しかも「最近は何が一番困るっていったら、もう物忘れがヒドくて困ってるよ」と話す武藤だが、それでも当然、猪木との接点はそれなりに存在する。猪木に関する最初の記憶はデビューするかしないかの頃のこと。
「まだね、めちゃくちゃ入ったばっかりの頃さ。俺が道場にいたら猪木さんがぶらっとトレーニングをしに来て。その頃は猪木さん、リムジンに乗っていてさ。その時は、猪木さんが自分で運転して来たんだよ。それで練習が終わって、猪木さんが運転する車の助手席に乗って、その当時、通っていた接骨院に行って、拷問みたいなキツい治療を受けてさ。その後、猪木さんの家に行ったんですよ」
当時の猪木は、愛妻だった倍賞美津子さんと一緒に住んでいた。
「だから美津子さんの手料理をごちそうになって。美津子さんと猪木さんと俺の3人で食べましたよ。そしたら『プロレスとは……』みたいな話をしてくれてさ。美津子さんもいろいろ語ってくれて。なんの話をされたのかは覚えていないけど、こんなスターの二人と一緒に食事ができるなんてすごいなと思って。あれは幸せの瞬間だったよ」

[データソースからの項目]
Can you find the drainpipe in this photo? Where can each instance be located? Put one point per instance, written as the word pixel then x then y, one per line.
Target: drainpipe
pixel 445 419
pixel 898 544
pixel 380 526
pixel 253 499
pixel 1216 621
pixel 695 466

作業内容:
(1) 武藤の回想文から、「しかも「最近は何が一番困るっ」を含む語句で書き始め、「いなと思って。あれは幸せの瞬間だったよ」」の後で終わる部分を一字一句そのまま書き写してください。
(2) 次の (a)〜(c) が武藤の回想文の内容と一致するか、それぞれ「はい」か「いいえ」で答え、判断の根拠となる回想文の語句をそのまま引用してください。
(a) 当時の猪木はリムジンに乗っていた。
(b) 武藤は食事の席で猪木夫妻から聞いた話の内容を覚えている。
(c) 猪木はその日、運転手の運転する車で道場に来た。
上の資料はこの作業には関係しません。

作業への回答:
(1)
しかも「最近は何が一番困るっていったら、もう物忘れがヒドくて困ってるよ」と話す武藤だが、それでも当然、猪木との接点はそれなりに存在する。猪木に関する最初の記憶はデビューするかしないかの頃のこと。
「まだね、めちゃくちゃ入ったばっかりの頃さ。俺が道場にいたら猪木さんがぶらっとトレーニングをしに来て。その頃は猪木さん、リムジンに乗っていてさ。その時は、猪木さんが自分で運転して来たんだよ。それで練習が終わって、猪木さんが運転する車の助手席に乗って、その当時、通っていた接骨院に行って、拷問みたいなキツい治療を受けてさ。その後、猪木さんの家に行ったんですよ」
当時の猪木は、愛妻だった倍賞美津子さんと一緒に住んでいた。
「だから美津子さんの手料理をごちそうになって。美津子さんと猪木さんと俺の3人で食べましたよ。そしたら『プロレスとは……』みたいな話をしてくれてさ。美津子さんもいろいろ語ってくれて。なんの話をされたのかは覚えていないけど、こんなスターの二人と一緒に食事ができるなんてすごいなと思って。あれは幸せの瞬間だったよ」

(2)
(a) はい。「その頃は猪木さん、リムジンに乗っていてさ。」
(b) いいえ。「なんの話をされたのかは覚えていないけど」
(c) いいえ。「猪木さんが自分で運転して来たんだよ。」